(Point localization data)

BEGIN

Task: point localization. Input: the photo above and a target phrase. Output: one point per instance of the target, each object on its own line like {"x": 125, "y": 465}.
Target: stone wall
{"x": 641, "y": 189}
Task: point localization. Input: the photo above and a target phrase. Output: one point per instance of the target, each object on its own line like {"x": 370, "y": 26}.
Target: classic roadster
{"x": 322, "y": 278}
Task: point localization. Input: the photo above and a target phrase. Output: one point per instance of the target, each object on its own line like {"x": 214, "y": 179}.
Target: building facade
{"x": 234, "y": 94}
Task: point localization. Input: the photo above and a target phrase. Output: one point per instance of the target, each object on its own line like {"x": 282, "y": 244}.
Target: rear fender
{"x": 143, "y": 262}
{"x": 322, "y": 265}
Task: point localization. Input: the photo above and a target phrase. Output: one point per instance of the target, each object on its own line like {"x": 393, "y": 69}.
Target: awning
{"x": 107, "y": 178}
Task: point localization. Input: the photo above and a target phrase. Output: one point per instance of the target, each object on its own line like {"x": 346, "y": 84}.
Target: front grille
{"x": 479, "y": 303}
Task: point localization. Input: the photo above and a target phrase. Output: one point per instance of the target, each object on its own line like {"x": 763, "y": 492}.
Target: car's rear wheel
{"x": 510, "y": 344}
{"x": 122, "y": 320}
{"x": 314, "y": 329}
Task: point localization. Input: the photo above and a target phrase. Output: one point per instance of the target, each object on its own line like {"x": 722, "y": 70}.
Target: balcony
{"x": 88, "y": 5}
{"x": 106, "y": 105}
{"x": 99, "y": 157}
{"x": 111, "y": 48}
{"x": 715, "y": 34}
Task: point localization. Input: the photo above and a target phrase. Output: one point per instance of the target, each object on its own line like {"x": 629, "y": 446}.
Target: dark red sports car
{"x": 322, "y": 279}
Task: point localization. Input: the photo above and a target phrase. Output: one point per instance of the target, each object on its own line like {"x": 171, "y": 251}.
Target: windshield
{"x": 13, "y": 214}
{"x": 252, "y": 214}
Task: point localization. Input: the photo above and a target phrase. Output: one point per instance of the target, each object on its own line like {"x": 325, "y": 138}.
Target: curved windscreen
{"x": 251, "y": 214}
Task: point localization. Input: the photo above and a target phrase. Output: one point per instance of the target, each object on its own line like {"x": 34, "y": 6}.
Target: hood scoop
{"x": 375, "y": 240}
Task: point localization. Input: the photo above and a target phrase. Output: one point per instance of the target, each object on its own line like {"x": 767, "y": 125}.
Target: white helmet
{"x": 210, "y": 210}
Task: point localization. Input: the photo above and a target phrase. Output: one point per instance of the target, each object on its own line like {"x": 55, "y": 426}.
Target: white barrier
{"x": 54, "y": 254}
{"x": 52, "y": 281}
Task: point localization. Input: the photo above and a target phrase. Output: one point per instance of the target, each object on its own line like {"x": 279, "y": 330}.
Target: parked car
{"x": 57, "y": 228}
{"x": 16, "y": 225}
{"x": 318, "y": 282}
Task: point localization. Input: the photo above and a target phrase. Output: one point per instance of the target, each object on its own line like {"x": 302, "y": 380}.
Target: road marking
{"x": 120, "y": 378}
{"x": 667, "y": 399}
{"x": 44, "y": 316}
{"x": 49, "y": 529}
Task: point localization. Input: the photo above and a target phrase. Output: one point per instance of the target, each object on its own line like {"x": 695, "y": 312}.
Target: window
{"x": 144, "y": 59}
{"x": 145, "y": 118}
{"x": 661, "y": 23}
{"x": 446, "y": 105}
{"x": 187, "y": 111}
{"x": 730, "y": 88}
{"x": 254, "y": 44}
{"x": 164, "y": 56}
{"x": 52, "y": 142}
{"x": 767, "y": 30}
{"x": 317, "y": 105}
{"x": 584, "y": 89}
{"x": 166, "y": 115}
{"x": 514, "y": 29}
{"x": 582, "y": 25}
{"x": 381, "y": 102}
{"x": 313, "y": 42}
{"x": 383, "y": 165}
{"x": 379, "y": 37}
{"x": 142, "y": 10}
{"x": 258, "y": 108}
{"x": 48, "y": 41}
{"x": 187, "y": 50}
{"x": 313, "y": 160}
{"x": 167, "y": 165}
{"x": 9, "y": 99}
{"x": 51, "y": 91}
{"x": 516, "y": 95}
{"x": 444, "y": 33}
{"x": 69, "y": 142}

END

**Problem requirements:** Take each record above and return it verbatim.

**Final answer:**
Task: point localization. Input: the photo above and a target phrase. Output: one point per instance of the target, each object on its own line like {"x": 125, "y": 465}.
Target: stone wall
{"x": 641, "y": 189}
Task: point localization. Input: the photo above and a target phrase. Output: one point per instance of the target, each object on its own line like {"x": 370, "y": 26}.
Target: classic roadster
{"x": 322, "y": 278}
Task: point localization. Input: the photo above and a target phrase. Output: one point per instance of the target, each object on its own line like {"x": 214, "y": 179}.
Target: building facade
{"x": 234, "y": 94}
Task: point localization. Input: the photo above and a target phrase. Output: one point per instance of the target, each object on its own line like {"x": 282, "y": 244}.
Target: rear fender
{"x": 143, "y": 262}
{"x": 322, "y": 265}
Task: point localization. Input: the photo above and a target phrase. Output: one point per instance of the target, each object on its own line like {"x": 393, "y": 69}.
Target: awning
{"x": 107, "y": 178}
Task: point localization. Input: the photo above and a target phrase. Output: one point per instance of the target, each object on its own line like {"x": 346, "y": 84}.
Target: front grille
{"x": 479, "y": 303}
Task: point localization. Input: the photo above and a target phrase. Output: one point per instance of the target, each object on its own line like {"x": 763, "y": 492}.
Target: car's rear wheel
{"x": 510, "y": 344}
{"x": 122, "y": 320}
{"x": 314, "y": 329}
Task: point localization. Input: the photo above and a target phrase. Output: one point per instance of the target, each object on its own line like {"x": 722, "y": 70}.
Target: balcony
{"x": 88, "y": 5}
{"x": 106, "y": 105}
{"x": 99, "y": 157}
{"x": 111, "y": 48}
{"x": 715, "y": 34}
Task: point localization. Input: the photo above and a target phrase. Output: one point per instance of the target, each object on its own line like {"x": 629, "y": 446}.
Target: dark red sports car
{"x": 322, "y": 279}
Task: point localization. Input: the photo above and a target phrase. Output: one point per instance of the target, each object on its own line like {"x": 171, "y": 251}.
Target: windshield
{"x": 13, "y": 214}
{"x": 252, "y": 214}
Task: point localization. Input: the photo above and a target phrase. Output: one point per instance of the target, each object on its own line like {"x": 325, "y": 138}.
Target: curved windscreen
{"x": 251, "y": 214}
Task: point localization. Input: the photo above and a target phrase. Output: one point per instance of the target, each object on its own line like {"x": 34, "y": 6}.
Target: hood scoop
{"x": 375, "y": 240}
Task: point localization. Input: the photo above and a target phrase. Output: one point per instance of the target, each object on its own line like {"x": 767, "y": 125}.
Target: white helmet
{"x": 210, "y": 210}
Task: point localization. Input: the photo above and a target phrase. Output: one point per instance of the target, each object on its own line like {"x": 55, "y": 426}.
Target: white barrier
{"x": 54, "y": 254}
{"x": 52, "y": 281}
Task: point localization. Input: the photo above and a target phrase. Output: one point per instance of the target, each object on its own line like {"x": 279, "y": 330}.
Target: parked car
{"x": 57, "y": 228}
{"x": 16, "y": 225}
{"x": 318, "y": 282}
Task: point localization. Input: the photo above and a target phrase. Output: one point per instance of the target, each object on its own line like {"x": 302, "y": 380}.
Target: road marking
{"x": 120, "y": 378}
{"x": 667, "y": 399}
{"x": 44, "y": 316}
{"x": 49, "y": 529}
Task: point localization. Input: the photo above and a target phrase. Output: one point per instance of the target, each object on its own line like {"x": 695, "y": 312}.
Target: window
{"x": 144, "y": 59}
{"x": 145, "y": 118}
{"x": 661, "y": 23}
{"x": 446, "y": 105}
{"x": 187, "y": 111}
{"x": 730, "y": 88}
{"x": 254, "y": 44}
{"x": 164, "y": 56}
{"x": 52, "y": 142}
{"x": 767, "y": 30}
{"x": 317, "y": 105}
{"x": 584, "y": 89}
{"x": 166, "y": 115}
{"x": 514, "y": 29}
{"x": 582, "y": 25}
{"x": 381, "y": 102}
{"x": 313, "y": 42}
{"x": 383, "y": 165}
{"x": 379, "y": 37}
{"x": 142, "y": 10}
{"x": 258, "y": 108}
{"x": 48, "y": 41}
{"x": 187, "y": 50}
{"x": 313, "y": 160}
{"x": 167, "y": 165}
{"x": 9, "y": 99}
{"x": 51, "y": 91}
{"x": 516, "y": 95}
{"x": 444, "y": 33}
{"x": 69, "y": 142}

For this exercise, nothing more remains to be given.